### EXERCISE DETAILS
Search the data below for the word "grille" and copy each line that holds it.

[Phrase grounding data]

--- START ---

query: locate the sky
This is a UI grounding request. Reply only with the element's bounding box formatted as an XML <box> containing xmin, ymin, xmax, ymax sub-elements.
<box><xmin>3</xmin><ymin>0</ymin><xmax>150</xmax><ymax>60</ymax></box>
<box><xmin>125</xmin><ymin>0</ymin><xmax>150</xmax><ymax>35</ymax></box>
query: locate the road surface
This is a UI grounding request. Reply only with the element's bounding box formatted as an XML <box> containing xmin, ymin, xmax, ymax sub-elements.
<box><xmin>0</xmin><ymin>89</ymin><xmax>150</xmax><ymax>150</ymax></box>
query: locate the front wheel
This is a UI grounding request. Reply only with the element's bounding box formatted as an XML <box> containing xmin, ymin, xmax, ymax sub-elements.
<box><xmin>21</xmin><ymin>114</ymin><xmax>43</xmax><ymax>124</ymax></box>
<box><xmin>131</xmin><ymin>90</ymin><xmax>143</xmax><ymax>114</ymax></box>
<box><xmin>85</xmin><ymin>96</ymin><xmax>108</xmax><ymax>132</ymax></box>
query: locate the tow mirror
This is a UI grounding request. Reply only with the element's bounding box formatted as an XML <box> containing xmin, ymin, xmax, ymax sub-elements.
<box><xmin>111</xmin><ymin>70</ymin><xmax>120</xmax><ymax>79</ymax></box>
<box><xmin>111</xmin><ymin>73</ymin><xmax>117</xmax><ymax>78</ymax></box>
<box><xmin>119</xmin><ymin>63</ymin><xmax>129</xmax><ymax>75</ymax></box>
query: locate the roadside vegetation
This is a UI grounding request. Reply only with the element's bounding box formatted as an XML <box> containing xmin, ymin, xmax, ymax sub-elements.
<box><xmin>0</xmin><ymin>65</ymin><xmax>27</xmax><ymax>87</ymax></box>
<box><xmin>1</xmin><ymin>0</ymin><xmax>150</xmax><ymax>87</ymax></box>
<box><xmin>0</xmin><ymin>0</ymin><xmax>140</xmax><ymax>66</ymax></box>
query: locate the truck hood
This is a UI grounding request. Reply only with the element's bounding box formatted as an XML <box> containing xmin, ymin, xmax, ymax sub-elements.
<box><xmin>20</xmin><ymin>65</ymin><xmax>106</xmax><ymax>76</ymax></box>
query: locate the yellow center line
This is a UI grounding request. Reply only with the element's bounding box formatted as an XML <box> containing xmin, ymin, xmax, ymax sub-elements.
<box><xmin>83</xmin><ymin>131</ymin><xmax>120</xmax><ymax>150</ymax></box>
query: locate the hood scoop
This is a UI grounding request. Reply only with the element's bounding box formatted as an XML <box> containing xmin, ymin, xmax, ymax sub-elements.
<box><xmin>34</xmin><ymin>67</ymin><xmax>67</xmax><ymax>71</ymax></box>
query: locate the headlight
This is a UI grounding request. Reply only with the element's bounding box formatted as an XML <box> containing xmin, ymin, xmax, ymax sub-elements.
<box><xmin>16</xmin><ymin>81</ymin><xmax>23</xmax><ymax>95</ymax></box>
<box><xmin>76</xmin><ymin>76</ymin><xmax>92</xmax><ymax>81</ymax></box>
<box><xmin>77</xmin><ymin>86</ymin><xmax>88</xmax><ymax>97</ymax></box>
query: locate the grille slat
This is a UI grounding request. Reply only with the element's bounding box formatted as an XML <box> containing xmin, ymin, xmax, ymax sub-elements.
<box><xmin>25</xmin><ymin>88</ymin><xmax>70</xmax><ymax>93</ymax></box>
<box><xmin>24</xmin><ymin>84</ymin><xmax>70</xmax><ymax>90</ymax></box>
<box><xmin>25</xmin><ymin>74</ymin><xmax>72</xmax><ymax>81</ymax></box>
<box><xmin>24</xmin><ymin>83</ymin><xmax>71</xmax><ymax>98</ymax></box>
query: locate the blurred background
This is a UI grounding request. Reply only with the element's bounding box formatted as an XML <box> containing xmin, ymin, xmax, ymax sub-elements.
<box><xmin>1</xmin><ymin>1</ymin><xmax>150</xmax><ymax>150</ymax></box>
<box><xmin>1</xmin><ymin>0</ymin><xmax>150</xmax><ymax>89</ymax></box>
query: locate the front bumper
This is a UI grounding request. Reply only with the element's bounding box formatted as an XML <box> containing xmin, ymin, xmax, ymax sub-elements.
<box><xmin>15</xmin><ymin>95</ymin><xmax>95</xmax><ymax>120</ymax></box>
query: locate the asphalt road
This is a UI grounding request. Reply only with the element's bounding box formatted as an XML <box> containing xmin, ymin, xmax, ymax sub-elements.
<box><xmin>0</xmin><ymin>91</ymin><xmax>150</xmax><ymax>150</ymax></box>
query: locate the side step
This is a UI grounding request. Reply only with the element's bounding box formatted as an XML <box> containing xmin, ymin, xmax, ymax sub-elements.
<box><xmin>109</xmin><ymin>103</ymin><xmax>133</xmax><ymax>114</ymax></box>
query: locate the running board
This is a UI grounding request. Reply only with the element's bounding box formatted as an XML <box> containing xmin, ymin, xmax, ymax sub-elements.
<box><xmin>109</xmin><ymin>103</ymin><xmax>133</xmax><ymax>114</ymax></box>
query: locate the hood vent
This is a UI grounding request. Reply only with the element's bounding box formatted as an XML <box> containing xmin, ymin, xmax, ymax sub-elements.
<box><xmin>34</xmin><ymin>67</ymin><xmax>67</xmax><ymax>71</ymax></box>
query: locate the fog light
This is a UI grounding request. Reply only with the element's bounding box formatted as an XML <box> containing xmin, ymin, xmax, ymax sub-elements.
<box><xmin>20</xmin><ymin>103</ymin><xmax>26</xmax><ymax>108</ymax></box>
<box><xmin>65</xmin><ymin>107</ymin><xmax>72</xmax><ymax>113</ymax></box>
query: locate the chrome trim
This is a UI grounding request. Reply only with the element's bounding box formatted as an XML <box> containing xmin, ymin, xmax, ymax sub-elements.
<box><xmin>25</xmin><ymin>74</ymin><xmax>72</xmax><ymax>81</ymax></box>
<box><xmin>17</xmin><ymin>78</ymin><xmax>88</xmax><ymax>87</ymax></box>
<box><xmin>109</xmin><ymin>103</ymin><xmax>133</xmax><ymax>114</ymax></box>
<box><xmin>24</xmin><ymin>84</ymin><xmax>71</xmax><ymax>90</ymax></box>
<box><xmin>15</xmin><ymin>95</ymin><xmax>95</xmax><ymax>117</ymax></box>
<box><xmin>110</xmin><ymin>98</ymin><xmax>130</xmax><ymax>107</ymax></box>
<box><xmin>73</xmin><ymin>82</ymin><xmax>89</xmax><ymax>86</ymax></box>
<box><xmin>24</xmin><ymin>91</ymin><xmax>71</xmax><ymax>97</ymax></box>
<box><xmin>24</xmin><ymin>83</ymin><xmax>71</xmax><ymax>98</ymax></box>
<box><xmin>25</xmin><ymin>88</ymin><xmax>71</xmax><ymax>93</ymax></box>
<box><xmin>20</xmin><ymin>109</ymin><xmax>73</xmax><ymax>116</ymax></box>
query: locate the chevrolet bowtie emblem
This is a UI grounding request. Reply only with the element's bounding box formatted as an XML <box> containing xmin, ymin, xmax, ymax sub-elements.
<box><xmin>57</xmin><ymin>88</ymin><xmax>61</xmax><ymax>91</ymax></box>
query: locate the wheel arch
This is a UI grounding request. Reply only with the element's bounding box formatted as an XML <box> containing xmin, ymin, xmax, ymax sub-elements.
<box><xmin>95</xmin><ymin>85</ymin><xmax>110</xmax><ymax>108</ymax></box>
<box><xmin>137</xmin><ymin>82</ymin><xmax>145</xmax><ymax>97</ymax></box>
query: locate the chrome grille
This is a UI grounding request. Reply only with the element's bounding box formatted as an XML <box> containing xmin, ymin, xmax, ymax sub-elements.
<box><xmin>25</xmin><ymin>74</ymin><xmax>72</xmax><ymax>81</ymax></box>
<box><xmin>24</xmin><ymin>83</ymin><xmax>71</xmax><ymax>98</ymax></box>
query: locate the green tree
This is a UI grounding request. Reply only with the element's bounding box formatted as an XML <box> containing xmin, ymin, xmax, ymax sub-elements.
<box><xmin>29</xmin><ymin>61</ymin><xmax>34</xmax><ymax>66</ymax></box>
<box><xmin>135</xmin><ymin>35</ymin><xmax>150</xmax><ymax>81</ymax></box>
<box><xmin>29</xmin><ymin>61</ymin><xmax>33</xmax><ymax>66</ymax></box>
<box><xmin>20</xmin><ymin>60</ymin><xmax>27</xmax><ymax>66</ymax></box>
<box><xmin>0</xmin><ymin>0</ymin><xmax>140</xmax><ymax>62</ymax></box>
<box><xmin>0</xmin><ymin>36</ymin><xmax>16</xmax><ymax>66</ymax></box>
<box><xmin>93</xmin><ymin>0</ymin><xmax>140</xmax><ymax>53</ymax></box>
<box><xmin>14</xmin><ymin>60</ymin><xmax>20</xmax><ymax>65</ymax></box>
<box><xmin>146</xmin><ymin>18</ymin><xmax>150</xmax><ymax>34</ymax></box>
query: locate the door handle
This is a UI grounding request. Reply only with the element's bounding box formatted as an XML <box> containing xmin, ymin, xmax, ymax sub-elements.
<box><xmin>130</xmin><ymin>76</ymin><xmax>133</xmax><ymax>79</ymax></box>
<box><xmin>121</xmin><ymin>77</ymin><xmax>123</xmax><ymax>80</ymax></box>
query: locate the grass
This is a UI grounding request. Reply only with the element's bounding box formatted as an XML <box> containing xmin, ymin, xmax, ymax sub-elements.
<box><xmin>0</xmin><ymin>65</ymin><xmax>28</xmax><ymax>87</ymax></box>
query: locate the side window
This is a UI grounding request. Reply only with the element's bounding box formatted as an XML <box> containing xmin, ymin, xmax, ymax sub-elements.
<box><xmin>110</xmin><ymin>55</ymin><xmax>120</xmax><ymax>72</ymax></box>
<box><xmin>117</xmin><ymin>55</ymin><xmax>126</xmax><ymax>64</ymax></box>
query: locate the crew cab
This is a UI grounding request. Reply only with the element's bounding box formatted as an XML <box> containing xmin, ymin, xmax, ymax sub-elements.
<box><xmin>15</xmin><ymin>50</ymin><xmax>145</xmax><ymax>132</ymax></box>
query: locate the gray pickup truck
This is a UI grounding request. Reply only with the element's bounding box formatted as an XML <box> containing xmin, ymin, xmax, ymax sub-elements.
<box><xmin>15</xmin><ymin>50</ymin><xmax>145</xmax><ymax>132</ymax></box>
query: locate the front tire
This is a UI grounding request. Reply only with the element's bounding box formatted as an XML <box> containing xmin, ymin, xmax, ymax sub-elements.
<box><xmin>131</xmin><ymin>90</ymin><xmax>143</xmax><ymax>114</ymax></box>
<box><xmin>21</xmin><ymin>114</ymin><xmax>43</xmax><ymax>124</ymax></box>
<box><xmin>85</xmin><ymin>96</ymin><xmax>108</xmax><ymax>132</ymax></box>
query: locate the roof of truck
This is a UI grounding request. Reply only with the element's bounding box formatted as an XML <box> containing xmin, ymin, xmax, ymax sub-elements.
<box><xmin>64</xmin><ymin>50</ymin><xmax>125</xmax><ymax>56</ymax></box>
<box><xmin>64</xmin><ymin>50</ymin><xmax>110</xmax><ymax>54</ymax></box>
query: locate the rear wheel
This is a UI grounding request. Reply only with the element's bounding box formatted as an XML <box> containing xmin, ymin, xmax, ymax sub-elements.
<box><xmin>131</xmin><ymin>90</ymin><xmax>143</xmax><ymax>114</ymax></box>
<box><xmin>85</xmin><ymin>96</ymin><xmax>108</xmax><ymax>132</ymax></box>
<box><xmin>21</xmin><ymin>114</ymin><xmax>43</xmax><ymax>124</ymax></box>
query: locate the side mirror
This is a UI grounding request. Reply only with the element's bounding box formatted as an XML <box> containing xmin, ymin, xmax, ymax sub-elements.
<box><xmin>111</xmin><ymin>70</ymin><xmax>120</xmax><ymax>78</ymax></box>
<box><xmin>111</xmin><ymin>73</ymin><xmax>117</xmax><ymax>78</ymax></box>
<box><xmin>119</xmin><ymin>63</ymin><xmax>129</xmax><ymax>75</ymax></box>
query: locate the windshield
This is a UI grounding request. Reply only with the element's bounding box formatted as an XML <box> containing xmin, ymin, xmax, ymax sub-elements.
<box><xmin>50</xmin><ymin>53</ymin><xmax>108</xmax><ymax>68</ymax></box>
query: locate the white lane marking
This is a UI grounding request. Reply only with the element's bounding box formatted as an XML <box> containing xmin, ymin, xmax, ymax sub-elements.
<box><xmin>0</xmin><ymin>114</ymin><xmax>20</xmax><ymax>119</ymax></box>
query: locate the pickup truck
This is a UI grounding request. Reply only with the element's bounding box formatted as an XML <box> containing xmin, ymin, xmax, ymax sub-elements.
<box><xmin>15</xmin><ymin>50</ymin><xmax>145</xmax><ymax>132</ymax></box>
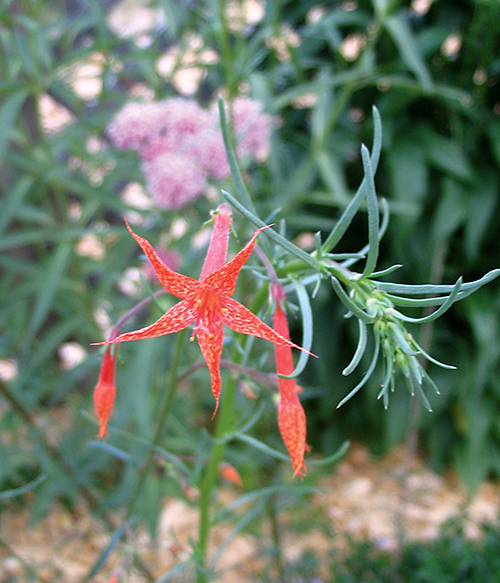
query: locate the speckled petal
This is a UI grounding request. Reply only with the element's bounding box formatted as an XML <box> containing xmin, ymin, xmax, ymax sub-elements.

--- END ---

### ANSWER FOR THIS EXERCISE
query: locate the grille slat
query: locate the chrome grille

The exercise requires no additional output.